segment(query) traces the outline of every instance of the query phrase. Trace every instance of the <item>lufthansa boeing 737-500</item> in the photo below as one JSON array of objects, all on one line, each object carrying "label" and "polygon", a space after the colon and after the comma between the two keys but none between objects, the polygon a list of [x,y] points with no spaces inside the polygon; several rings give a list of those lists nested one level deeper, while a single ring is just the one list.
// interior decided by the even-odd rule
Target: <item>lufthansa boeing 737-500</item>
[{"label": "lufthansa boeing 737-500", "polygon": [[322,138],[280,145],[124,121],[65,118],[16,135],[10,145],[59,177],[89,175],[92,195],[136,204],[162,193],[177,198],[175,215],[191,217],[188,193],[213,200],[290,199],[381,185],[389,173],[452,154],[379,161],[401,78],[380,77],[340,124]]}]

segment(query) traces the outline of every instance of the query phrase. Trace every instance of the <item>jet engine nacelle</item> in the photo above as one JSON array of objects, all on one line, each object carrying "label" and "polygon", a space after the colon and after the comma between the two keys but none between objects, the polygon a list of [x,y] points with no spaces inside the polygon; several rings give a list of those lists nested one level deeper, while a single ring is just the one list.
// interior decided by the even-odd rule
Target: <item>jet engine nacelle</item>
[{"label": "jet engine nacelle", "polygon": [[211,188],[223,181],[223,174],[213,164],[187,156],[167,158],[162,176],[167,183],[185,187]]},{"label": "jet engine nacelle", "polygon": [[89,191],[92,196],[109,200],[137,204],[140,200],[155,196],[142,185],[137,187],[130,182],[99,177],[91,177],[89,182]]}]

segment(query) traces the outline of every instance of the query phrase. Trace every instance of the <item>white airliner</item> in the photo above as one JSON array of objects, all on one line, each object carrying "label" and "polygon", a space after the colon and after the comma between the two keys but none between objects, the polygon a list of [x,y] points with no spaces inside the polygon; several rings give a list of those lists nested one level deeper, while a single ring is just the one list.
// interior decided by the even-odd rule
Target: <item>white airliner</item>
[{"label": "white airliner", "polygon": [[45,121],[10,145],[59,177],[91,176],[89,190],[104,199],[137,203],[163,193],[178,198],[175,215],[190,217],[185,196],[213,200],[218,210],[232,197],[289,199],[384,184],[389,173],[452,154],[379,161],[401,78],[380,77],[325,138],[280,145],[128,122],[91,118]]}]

* _Required work_: Can you rewrite all the data above with "even-odd rule" swapped for "nonzero winding rule" wherever it occurs, keeping everything else the same?

* _Correct answer_:
segment(query) traces the outline of every instance of the query phrase. Trace every instance of the <item>lufthansa boeing 737-500</item> in the photo below as one JSON array of objects, all on one line, each object carrying "label" and "polygon", a space after the colon and after the comma between the two keys but none between objects, the polygon a list of [x,y] points with no spaces inside the polygon; several rings give a list of those lists nested one level deeper, while a single ring is just the one list.
// interior decided by the nonzero winding rule
Target: <item>lufthansa boeing 737-500</item>
[{"label": "lufthansa boeing 737-500", "polygon": [[322,138],[280,145],[124,121],[65,118],[16,135],[10,145],[59,177],[89,175],[92,195],[136,204],[162,193],[177,198],[175,215],[191,217],[188,193],[213,200],[290,199],[381,185],[389,173],[452,154],[379,161],[401,78],[380,77],[340,124]]}]

segment(query) traces the outline of every instance of the query phrase. Trace every instance of the <item>jet engine nacelle</item> in the photo above as one JSON array of objects, all on one line, each object carrying "label" and "polygon", a space after the colon and after the comma between the two keys but none between objects, the polygon a list of [x,y] points with no spaces inside the polygon; several rings give a list of those lists nested one level deeper, while a single ring is just the one list.
// interior decided by the nonzero winding rule
Target: <item>jet engine nacelle</item>
[{"label": "jet engine nacelle", "polygon": [[211,188],[223,181],[223,174],[213,164],[187,156],[167,158],[162,176],[167,183],[185,187]]},{"label": "jet engine nacelle", "polygon": [[89,191],[92,196],[109,200],[137,204],[140,200],[155,196],[142,185],[137,187],[130,182],[99,177],[91,177],[89,182]]}]

segment(query) traces the outline of every instance of the query phrase. Trace every instance of the <item>white airliner</item> in the photo above as one JSON array of objects, all on one line, each object carrying "label" and "polygon", a space after the colon and after the comma between the two keys but none between objects, the polygon a list of [x,y] points with no spaces inside the polygon; several rings give a list of those lists nested one level deeper, while a single ring is just the one list.
// interior decided by the nonzero winding rule
Target: <item>white airliner</item>
[{"label": "white airliner", "polygon": [[45,121],[10,145],[59,177],[91,176],[89,190],[104,199],[137,203],[163,193],[178,198],[175,215],[190,217],[185,196],[213,200],[218,210],[232,197],[289,199],[384,184],[389,173],[452,154],[379,161],[401,78],[380,77],[325,138],[280,145],[128,122],[91,118]]}]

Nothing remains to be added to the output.